PROBLEM:
Reproduce each of the records below word for word, leaving nothing out and adding nothing.

═════ DATASET CONTENT ═════

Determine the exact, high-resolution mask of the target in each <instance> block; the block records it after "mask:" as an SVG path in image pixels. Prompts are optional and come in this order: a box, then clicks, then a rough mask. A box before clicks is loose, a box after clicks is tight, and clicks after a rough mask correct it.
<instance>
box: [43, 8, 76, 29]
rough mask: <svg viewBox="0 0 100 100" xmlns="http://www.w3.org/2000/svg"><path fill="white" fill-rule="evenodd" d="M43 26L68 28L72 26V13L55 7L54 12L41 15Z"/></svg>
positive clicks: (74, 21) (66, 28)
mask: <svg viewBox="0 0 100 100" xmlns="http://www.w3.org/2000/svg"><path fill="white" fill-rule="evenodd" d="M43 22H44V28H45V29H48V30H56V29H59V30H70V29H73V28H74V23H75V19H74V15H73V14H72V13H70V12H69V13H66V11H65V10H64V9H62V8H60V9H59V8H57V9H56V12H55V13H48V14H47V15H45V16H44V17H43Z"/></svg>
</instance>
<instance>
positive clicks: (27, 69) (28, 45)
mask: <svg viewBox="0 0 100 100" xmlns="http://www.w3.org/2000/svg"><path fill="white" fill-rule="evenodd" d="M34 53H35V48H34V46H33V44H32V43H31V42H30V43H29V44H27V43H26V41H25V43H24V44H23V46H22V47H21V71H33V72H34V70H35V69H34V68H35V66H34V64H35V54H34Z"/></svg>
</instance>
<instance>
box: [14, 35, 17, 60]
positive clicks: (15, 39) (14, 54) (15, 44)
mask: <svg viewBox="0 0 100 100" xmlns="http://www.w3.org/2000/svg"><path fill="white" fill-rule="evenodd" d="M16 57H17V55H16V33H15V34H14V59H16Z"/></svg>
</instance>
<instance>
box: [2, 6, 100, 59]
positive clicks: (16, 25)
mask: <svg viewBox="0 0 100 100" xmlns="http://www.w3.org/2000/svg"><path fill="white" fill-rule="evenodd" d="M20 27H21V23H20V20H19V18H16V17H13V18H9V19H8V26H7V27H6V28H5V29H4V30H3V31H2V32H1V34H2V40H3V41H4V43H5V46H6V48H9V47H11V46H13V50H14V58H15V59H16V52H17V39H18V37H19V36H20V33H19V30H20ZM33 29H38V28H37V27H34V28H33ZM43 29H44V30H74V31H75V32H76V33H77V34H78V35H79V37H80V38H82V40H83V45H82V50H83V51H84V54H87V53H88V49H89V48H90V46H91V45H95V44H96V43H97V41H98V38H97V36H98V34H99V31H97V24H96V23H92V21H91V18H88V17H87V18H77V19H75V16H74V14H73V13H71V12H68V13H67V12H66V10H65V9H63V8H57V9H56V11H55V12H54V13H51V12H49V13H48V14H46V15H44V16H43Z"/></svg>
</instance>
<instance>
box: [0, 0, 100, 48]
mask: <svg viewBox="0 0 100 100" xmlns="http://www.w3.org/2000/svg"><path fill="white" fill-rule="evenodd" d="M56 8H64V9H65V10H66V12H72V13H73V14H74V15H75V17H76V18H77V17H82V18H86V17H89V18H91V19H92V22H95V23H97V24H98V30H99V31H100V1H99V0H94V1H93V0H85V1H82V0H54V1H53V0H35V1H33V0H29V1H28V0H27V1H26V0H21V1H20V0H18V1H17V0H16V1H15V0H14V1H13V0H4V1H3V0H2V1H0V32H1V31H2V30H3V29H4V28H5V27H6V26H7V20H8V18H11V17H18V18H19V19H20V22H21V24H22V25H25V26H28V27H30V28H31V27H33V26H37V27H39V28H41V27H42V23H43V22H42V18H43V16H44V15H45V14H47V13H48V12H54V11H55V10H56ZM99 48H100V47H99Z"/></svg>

═════

EXERCISE RESULT:
Determine the exact, high-resolution mask of the target in each <instance> block; the block records it after "mask:" as an SVG path in image pixels. Prompts are optional and come in this order: a box, then clicks, then a rough mask. A box before clicks is loose, a box after clicks is tight, and clicks after a rough mask correct it.
<instance>
box: [43, 8, 76, 29]
rough mask: <svg viewBox="0 0 100 100" xmlns="http://www.w3.org/2000/svg"><path fill="white" fill-rule="evenodd" d="M43 26L68 28L72 26V13L55 7L54 12L41 15Z"/></svg>
positive clicks: (74, 21) (66, 28)
mask: <svg viewBox="0 0 100 100" xmlns="http://www.w3.org/2000/svg"><path fill="white" fill-rule="evenodd" d="M43 22H44V28H45V29H48V30H56V29H59V30H70V29H73V28H74V23H75V19H74V15H73V14H72V13H70V12H69V13H66V11H65V10H64V9H62V8H60V9H59V8H57V9H56V12H55V13H48V14H47V15H45V16H44V17H43Z"/></svg>
</instance>
<instance>
positive clicks: (27, 69) (28, 45)
mask: <svg viewBox="0 0 100 100" xmlns="http://www.w3.org/2000/svg"><path fill="white" fill-rule="evenodd" d="M34 53H35V48H34V46H33V44H32V43H31V42H30V43H29V44H27V43H26V41H25V43H24V44H23V46H22V47H21V71H33V72H34V70H35V69H34V68H35V66H34V64H35V54H34Z"/></svg>
</instance>
<instance>
box: [14, 35, 17, 60]
positive clicks: (15, 39) (14, 54) (15, 44)
mask: <svg viewBox="0 0 100 100" xmlns="http://www.w3.org/2000/svg"><path fill="white" fill-rule="evenodd" d="M16 57H17V55H16V33H15V34H14V59H16Z"/></svg>
</instance>
<instance>
box: [2, 6, 100, 59]
positive clicks: (16, 25)
mask: <svg viewBox="0 0 100 100" xmlns="http://www.w3.org/2000/svg"><path fill="white" fill-rule="evenodd" d="M20 27H21V23H20V20H19V18H16V17H13V18H9V19H8V26H7V27H6V28H5V29H4V30H3V31H2V32H1V34H2V40H3V41H4V43H5V46H6V48H9V47H11V46H13V50H14V58H15V59H16V52H17V39H18V37H19V36H20V33H19V30H20ZM33 29H38V28H37V27H34V28H33ZM43 29H44V30H74V31H75V32H76V33H77V34H78V35H79V37H80V38H82V40H83V45H82V50H83V51H84V54H87V53H88V49H89V48H90V46H91V45H95V44H96V43H97V41H98V38H97V36H98V34H99V31H97V24H96V23H92V21H91V18H88V17H87V18H77V19H75V16H74V14H73V13H71V12H68V13H67V12H66V10H65V9H63V8H57V9H56V11H55V12H54V13H51V12H49V13H48V14H46V15H44V16H43Z"/></svg>
</instance>
<instance>
box: [0, 0, 100, 48]
mask: <svg viewBox="0 0 100 100" xmlns="http://www.w3.org/2000/svg"><path fill="white" fill-rule="evenodd" d="M56 8H64V9H65V10H66V12H72V13H73V14H74V15H75V17H76V18H77V17H82V18H86V17H89V18H91V19H92V22H95V23H97V24H98V30H99V31H100V1H99V0H94V1H93V0H85V1H82V0H54V1H53V0H35V1H33V0H29V1H28V0H27V1H26V0H21V1H20V0H18V1H17V0H16V1H15V0H14V1H13V0H4V1H3V0H2V1H0V32H1V31H2V30H3V29H4V28H5V27H6V26H7V20H8V18H11V17H18V18H19V19H20V22H21V24H22V25H25V26H28V27H30V28H31V27H33V26H37V27H39V28H41V27H42V23H43V22H42V18H43V16H44V15H45V14H47V13H48V12H54V11H55V10H56ZM99 48H100V47H99Z"/></svg>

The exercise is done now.